#### GIVEN TASK 1
In the passage on One America News's election coverage, which parties did the OAN reports uploaded to Trump's YouTube page accuse of conspiring to steal his votes? List every one.
#### GIVEN TASK 2
Repeat a section of the passage on One America News's election coverage, starting at "The former president rewarded" and ending at "steal his votes.".
#### GIVEN TASK 3
Pick up the passage on One America News's election coverage after its final sentence and continue it.

#### PASSAGE GIVEN
◇ ◇ ◇

The last set of hearings from the House select committee investigating the January 6 insurrection featured testimony from Attorney General Bill Barr that Trump became increasingly “detached from reality” following his election loss as he latched onto claims that were “completely bogus and silly and usually based on complete misinformation.” At the same time, the former president had publicly switched up his media diet to include more of One America News.

Media Matters compared OAN’s coverage to witness testimony regarding the litany of false election claims floating around the Trump White House in the lead-up to Joe Biden’s inauguration. We found that OAN fueled those false claims by amplifying pro-Trump conspiracy theories about the election and supplying the Trump campaign with new election falsehoods. The campaign used OAN-backed falsehoods in turn to pressure other right-wing media outlets, election officials, and Cabinet members into supporting the illegal attempt to overturn the 2020 election in Trump’s favor, culminating in the January 6 insurrection.

The former president rewarded OAN by encouraging his millions of social media followers to check out its coverage. Media Matters identified at least 72 OAN reports and clips the Donald J. Trump YouTube page uploaded ahead of Biden’s inauguration, which backed Trump’s conspiracy theories about voting machine companies, foreign countries, postal employees, and election workers all conspiring to steal his votes. 

The once-fringe network became a power player in the right-wing media echo chamber while fomenting the Trump-backed insurrection. OAN even drowned out Cabinet officials like Barr, who testified: “I did not see evidence of fraud. … And frankly a year and a half later, I haven't seen anything to change my mind on that.”

Key conspiracy theories

Jump to a section

  • Lie: Trump lost the election due to massive amounts of fraud

  • OAN ran with Trump's election lie and hasn't stopped

    OAN had already attributed a potential Biden victory to Democrats “pulling out all the stops to keep Trump from winning the election” before votes were even fully counted. After Fox News called Arizona for Biden on election night, OAN cried fraud and officially kicked off its campaign to overturn the election results, with network founder Robert Herring’s open blessing. Like his network personalities, Herring remained defiant that “One America News will not recognize Biden as the President-elect,” even if the Electoral College did. 

    OAN pushed conspiracy theories that nefarious actors injected over 400,000 fraudulent ballots into swing states and that over 1.8 million nonexistent voters – including hundreds of thousands of dead people, undocumented immigrants, and people with made-up last names — illegally voted for Biden. In response, Trump repeatedly promoted OAN reports alleging ballot fraud en masse

    OAN’s campaign to overturn 2020 has lasted nearly two years despite countless debunks, several election-related lawsuits, and numerous failed election audits. Just last month, the network promoted Trump’s latest call for a “new election” while making vague and unsubstantiated allusions to “fraudulent voting” in 2020.

  • False claim: Trump clearly won the 2020 election on November 3.

    Just hours after the polls had closed, Trump announced, “Frankly, we did win this election.”

    Video file

    Citation From the November 4, 2020, edition of OAN's Weekly Briefing

    On November 4, then-OAN host Christina Bobb declared: “Donald Trump won a second term last night.” Even though votes were still being counted, Bobb claimed, “Democrats are tossing Republican ballots, harvesting fake ballots, and delaying the results to create confusion.” Bobb doubled down three days later, telling her viewers that “Trump won decisively” and the “silent majority isn’t going to cut it anymore. Get loud. … Let the Trump campaign know that you care that they fight this fight.”

◇ ◇ ◇

[Image object location entries]
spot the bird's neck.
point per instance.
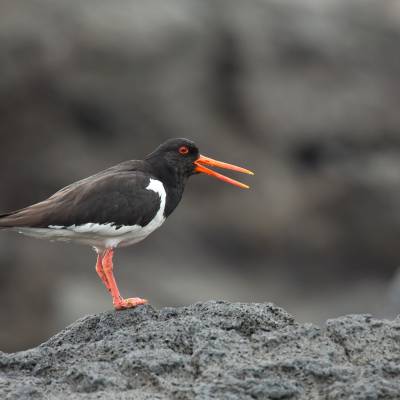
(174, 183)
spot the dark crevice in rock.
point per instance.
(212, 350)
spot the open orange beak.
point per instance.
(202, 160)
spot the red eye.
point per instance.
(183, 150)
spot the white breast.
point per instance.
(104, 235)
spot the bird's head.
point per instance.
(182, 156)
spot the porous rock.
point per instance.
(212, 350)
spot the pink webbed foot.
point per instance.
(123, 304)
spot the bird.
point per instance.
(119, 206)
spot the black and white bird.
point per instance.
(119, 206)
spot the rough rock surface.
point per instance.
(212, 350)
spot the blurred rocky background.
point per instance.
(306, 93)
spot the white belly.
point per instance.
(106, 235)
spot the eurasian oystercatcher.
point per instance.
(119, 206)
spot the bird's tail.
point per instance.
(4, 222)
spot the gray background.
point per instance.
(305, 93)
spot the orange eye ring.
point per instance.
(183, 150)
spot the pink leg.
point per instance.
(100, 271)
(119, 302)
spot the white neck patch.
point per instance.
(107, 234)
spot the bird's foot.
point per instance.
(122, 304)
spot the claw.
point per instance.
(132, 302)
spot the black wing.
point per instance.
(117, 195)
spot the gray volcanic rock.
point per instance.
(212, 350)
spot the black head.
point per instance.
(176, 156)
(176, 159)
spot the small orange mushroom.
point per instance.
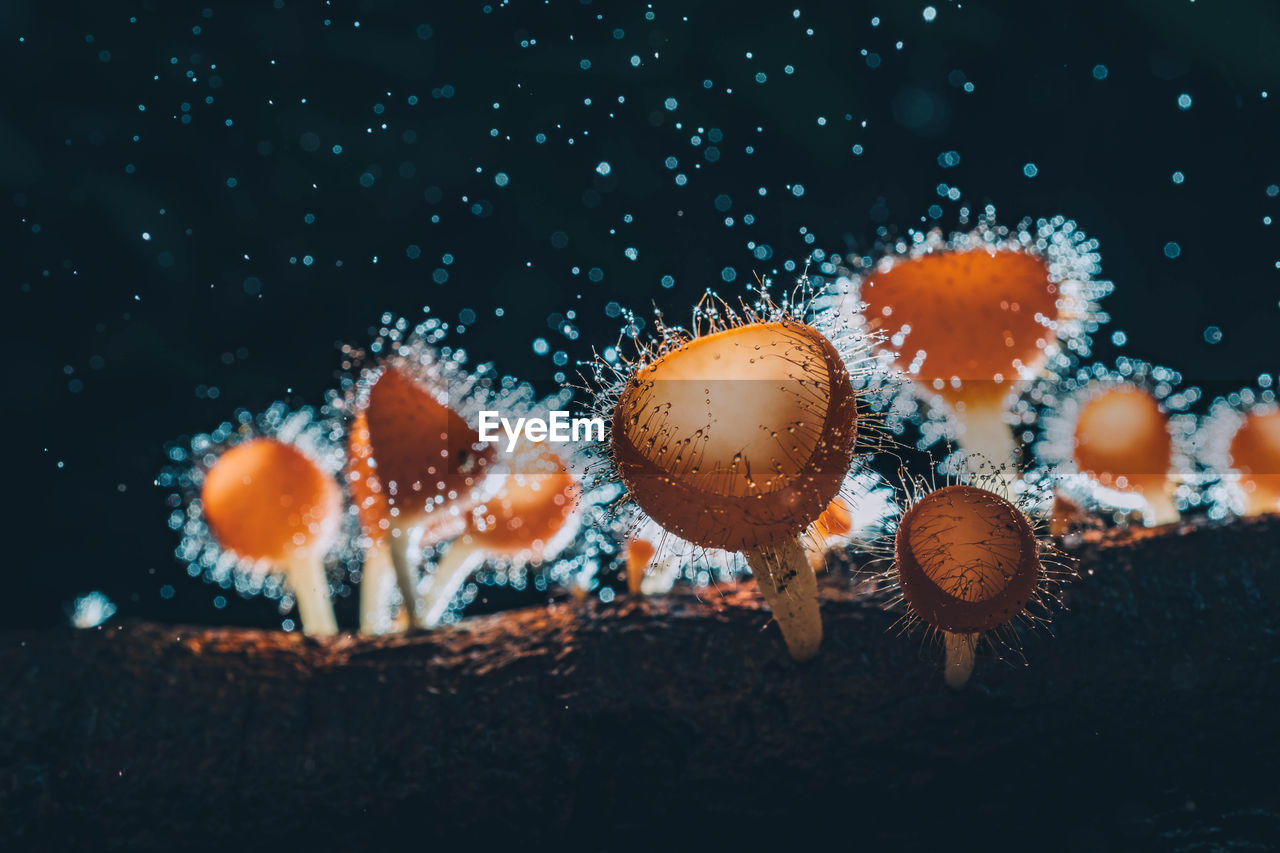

◇ ◇ ◇

#### RESPONSE 1
Voting machine companies, foreign countries, postal employees, and election workers.

#### RESPONSE 2
The former president rewarded OAN by encouraging his millions of social media followers to check out its coverage. Media Matters identified at least 72 OAN reports and clips the Donald J. Trump YouTube page uploaded ahead of Biden’s inauguration, which backed Trump’s conspiracy theories about voting machine companies, foreign countries, postal employees, and election workers all conspiring to steal his votes.

#### RESPONSE 3
    Reality: Trump lost the 2020 election, despite a campaign of baseless claims from OAN and pro-Trump figures to the contrary. Rudy Giuliani suggested Trump “go and declare victory and say that we won it outright” as “they’re stealing it from us.” Trump ignored his other advisers, who told him that it was too early to declare victory, and he did it anyway.

  • Conspiracy theory: Democrats used “big, massive dumps” of ballots across the country to steal the election.

    In a November 29, 2020, interview on Fox news, Trump claimed: “This election was over, and then they did dumps [of fraudulent ballots]. They call them dumps, big, massive dumps in Michigan, in Pennsylvania, and all over.” He added that in “every swing state that we’re talking about, they did these massive dumps of votes and all of a sudden I went from winning by a lot to losing by a little.”

    Then-OAN host Patrick Hussion blamed the January 6 insurrection on “tensions just boiling up since November 3, since that late night dump of votes, basically.” Hussion continued, “That's when things -- that was the hinge. That's where everything pivoted. And now here we are on this January 6, when we're normally watching — or not even watching this ceremonial sort of certification of the Electoral College votes.”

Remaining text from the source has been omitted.